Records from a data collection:
+---+
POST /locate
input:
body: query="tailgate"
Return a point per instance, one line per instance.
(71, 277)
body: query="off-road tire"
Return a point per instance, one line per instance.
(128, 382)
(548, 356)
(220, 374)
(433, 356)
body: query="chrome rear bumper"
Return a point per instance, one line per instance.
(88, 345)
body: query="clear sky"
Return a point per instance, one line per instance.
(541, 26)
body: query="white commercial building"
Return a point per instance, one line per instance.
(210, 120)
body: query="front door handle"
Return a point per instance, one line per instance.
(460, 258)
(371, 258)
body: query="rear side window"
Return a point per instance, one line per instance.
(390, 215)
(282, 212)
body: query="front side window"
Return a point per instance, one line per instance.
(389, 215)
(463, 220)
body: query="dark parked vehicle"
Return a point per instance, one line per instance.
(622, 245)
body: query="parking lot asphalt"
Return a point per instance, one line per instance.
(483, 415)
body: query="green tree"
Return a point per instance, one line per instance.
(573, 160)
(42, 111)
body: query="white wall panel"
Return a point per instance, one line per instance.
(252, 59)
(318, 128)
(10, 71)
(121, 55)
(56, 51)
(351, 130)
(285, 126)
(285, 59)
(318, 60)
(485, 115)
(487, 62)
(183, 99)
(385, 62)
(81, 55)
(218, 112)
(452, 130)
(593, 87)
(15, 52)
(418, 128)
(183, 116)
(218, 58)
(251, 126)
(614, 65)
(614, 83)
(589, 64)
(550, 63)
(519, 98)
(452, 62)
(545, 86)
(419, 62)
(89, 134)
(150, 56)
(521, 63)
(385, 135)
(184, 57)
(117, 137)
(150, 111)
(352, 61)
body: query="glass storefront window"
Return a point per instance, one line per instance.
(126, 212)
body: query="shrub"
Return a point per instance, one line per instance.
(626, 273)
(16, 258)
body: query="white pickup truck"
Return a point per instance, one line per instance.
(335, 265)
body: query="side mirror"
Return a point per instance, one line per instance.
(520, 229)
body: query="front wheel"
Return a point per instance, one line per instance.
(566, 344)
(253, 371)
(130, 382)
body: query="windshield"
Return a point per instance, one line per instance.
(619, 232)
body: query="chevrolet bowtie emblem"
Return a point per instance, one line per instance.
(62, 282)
+---+
▶ Given problem:
All of the data must be returned exactly.

▶ Answer for this exercise:
POST /locate
input:
body: query="tailgate"
Return a point per instance, one line per instance.
(71, 277)
body: query="off-road tire"
Return a point per instance, one line per instance.
(128, 382)
(548, 356)
(220, 374)
(433, 356)
body: query="chrome rear bumper"
Return a point per instance, one line per instance.
(88, 345)
body: query="clear sky"
Return a point per instance, one line per instance.
(541, 26)
body: query="white commercial building"
Return a point per instance, one line per instance.
(210, 120)
body: query="front door handle"
Return a point per instance, one line per instance.
(460, 258)
(371, 258)
body: query="rear side window"
Return a point per instance, one line per instance.
(390, 215)
(282, 212)
body: query="front side window"
Return a point per instance, one line per instance.
(389, 215)
(463, 220)
body: query="dark parked vehicle"
Return a point per instance, one line per instance.
(622, 245)
body: query="parking lot asphalt"
Return a point per instance, one line per instance.
(483, 415)
body: query="green tree"
Return a point per instance, one line per instance.
(573, 160)
(42, 111)
body: query="white wall panel"
Return a point per instance, one line per instance.
(252, 59)
(318, 128)
(10, 71)
(121, 55)
(56, 51)
(351, 130)
(285, 126)
(285, 59)
(318, 60)
(485, 115)
(487, 62)
(183, 99)
(385, 62)
(81, 55)
(218, 112)
(452, 130)
(593, 87)
(15, 52)
(418, 128)
(183, 116)
(218, 58)
(251, 126)
(614, 65)
(614, 83)
(589, 64)
(550, 63)
(519, 98)
(452, 62)
(545, 86)
(419, 62)
(89, 134)
(150, 56)
(521, 63)
(385, 135)
(184, 57)
(117, 137)
(150, 111)
(352, 61)
body: query="glass storefront window"
Return a point per instance, one line per instance.
(126, 212)
body: query="shrub"
Return a point per instance, one line per instance.
(626, 273)
(16, 258)
body: query="white pickup truck"
Return a point per instance, one line per instance.
(335, 265)
body: query="side mirror"
Return a point per instance, one line per instance.
(520, 229)
body: query="front wheel"
Return a point per instance, one line per instance.
(566, 344)
(253, 371)
(130, 382)
body: query="windshield"
Return a point per instance, one line per instance.
(619, 232)
body: query="chevrolet bowtie emblem"
Return a point per instance, one line per instance.
(62, 282)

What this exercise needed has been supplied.